## AIM OF THE EXERCISE
Can you give these lines again with every "urn" changed to "vase" and nothing else altered, leaving the pictures out?

-- START OF PROVIDED RECORDS --

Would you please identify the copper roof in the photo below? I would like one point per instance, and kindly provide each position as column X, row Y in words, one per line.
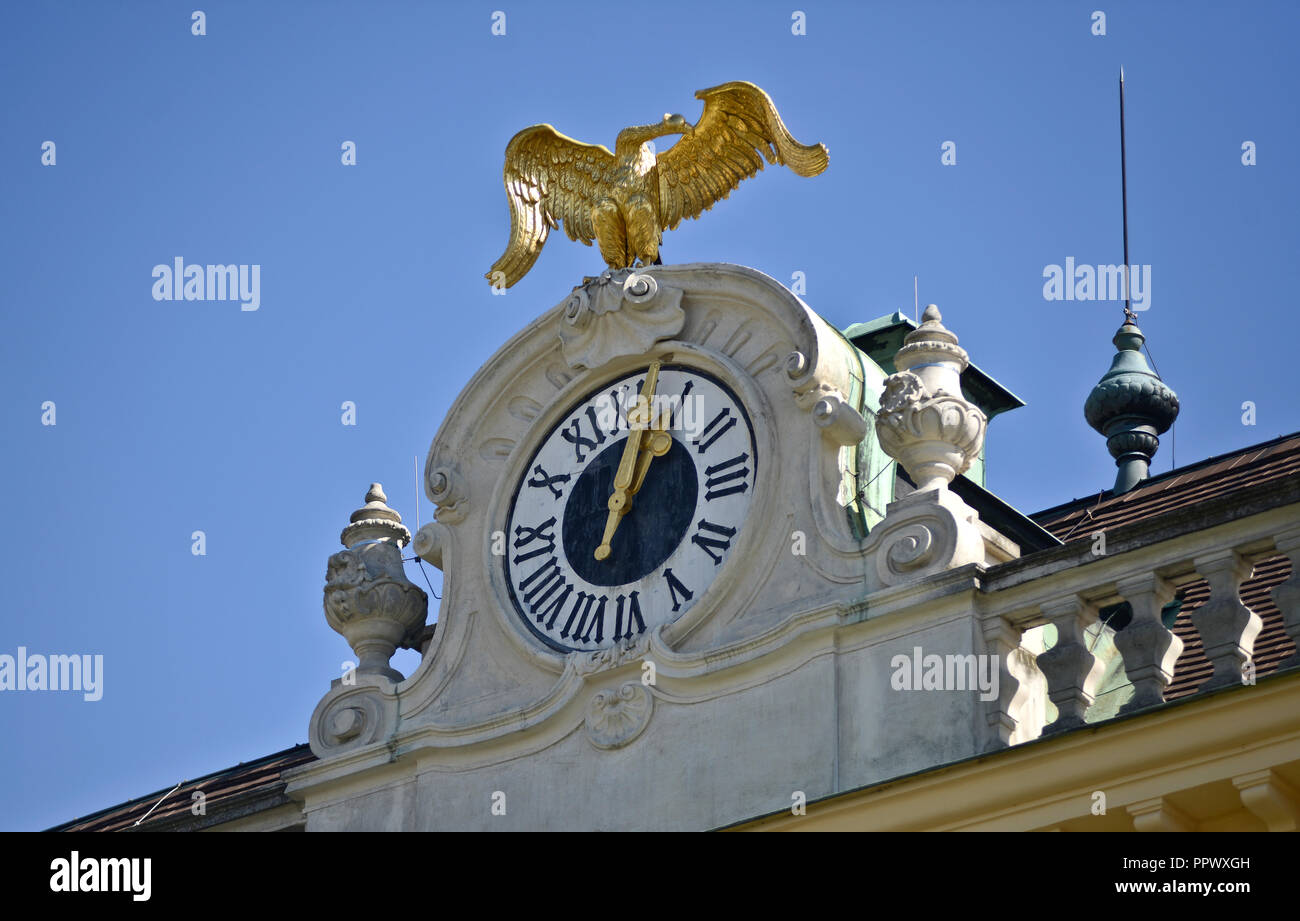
column 259, row 785
column 1182, row 488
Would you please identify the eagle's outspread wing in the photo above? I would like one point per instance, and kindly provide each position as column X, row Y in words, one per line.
column 740, row 121
column 550, row 178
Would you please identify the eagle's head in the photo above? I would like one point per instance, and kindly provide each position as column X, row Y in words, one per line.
column 677, row 122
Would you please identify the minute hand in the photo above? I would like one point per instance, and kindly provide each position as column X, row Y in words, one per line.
column 620, row 500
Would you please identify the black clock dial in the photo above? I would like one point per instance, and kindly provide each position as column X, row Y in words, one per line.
column 679, row 526
column 648, row 535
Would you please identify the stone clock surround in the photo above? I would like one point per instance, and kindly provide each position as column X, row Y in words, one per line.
column 775, row 680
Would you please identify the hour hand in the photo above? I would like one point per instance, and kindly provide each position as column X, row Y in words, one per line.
column 618, row 509
column 654, row 444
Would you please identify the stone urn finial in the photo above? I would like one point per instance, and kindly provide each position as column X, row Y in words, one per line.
column 924, row 423
column 368, row 597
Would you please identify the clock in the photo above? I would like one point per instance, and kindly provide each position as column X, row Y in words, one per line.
column 629, row 507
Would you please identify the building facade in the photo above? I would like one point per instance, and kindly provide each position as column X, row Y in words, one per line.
column 711, row 563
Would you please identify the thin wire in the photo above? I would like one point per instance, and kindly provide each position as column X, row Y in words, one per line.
column 1123, row 193
column 157, row 804
column 427, row 580
column 1086, row 517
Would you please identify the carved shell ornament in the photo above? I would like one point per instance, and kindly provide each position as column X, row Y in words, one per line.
column 614, row 718
column 618, row 314
column 625, row 199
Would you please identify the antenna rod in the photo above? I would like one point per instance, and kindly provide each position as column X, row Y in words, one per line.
column 1123, row 191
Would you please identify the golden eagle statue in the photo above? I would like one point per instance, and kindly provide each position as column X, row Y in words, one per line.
column 624, row 200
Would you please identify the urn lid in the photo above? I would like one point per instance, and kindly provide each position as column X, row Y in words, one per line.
column 375, row 520
column 931, row 344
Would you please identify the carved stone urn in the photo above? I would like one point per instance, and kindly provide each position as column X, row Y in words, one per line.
column 924, row 423
column 368, row 597
column 935, row 433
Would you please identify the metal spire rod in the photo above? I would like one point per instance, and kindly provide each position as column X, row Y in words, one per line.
column 1123, row 191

-- END OF PROVIDED RECORDS --

## RESPONSE TO THE TASK
Would you please identify the copper roof in the photo below? I would like one point per instance, and kindly provide each position as column X, row Y in words, one per line.
column 259, row 785
column 1182, row 488
Would you please identify the eagle's outspread wing in the photo above? I would like one point per instance, and kindly provide each position as column X, row Y in words, one per line.
column 740, row 121
column 550, row 178
Would you please identify the eagle's head in the photo above? I would like one point per instance, and kindly provide each position as column X, row Y in words, one per line.
column 677, row 122
Would you please identify the minute hand in the photo above? I would like one point per instance, and kindly provide each position as column X, row Y in words, one per line.
column 620, row 500
Would you please identify the black clock dial in the photo above? I would like one point per instance, and kindly provide each position as column X, row Y in words, one per line.
column 679, row 526
column 648, row 535
Would you please identify the stone clock surround in the photo above? I would like one point per instance, and kindly provide each position as column X, row Y in words, one per line.
column 775, row 680
Would you please identify the hour hand in the photo above? I would like one point per instance, and kindly provide each position as column X, row Y in words, one per line.
column 618, row 509
column 654, row 444
Would you please identify the stone vase finial in the photo above? I would like one point per instance, and kindly provide each position as column X, row Y in words, one per line.
column 924, row 423
column 368, row 597
Would you please identify the clock in the photo above? I would like one point per instance, and kindly provide each position as column X, row Y in words, one per line.
column 629, row 507
Would you please identify the building facade in the photo above? I would like one point per instance, and kindly provide each position as column X, row Y in words, one per line.
column 711, row 563
Would you please identify the thin wire in the photo above? I would like one point per instance, and kindly provide each position as column X, row Y in words, one per line.
column 1123, row 193
column 157, row 804
column 427, row 580
column 1086, row 517
Would you please identify the carved shell ornament in the photo above? I would like one point per instance, and kindly provide each position as column X, row Y in words, one per line.
column 614, row 718
column 618, row 314
column 625, row 199
Would you please identify the antenna rod in the photo above? I would like one point per instance, and kindly provide each position as column X, row Y in words, one per line.
column 1123, row 191
Would you please identify the golden eagle statue in the photo above? I would like one point per instance, and kindly provide each position as column X, row Y in words, one per line.
column 624, row 200
Would you please identify the vase lid in the photo above? I would like one point per instance, and kindly provide each position as column X, row Y in words, one per line.
column 375, row 520
column 931, row 344
Would you please identify the carved stone vase in the photo above? I would like one point per instance, and kindly provide each position as column X, row Y in words, one per line.
column 924, row 423
column 368, row 597
column 935, row 433
Would you please identify the metal spire rod in the photo above? I would like one point per instance, and kindly provide each position as column X, row Y in words, one per line.
column 1123, row 191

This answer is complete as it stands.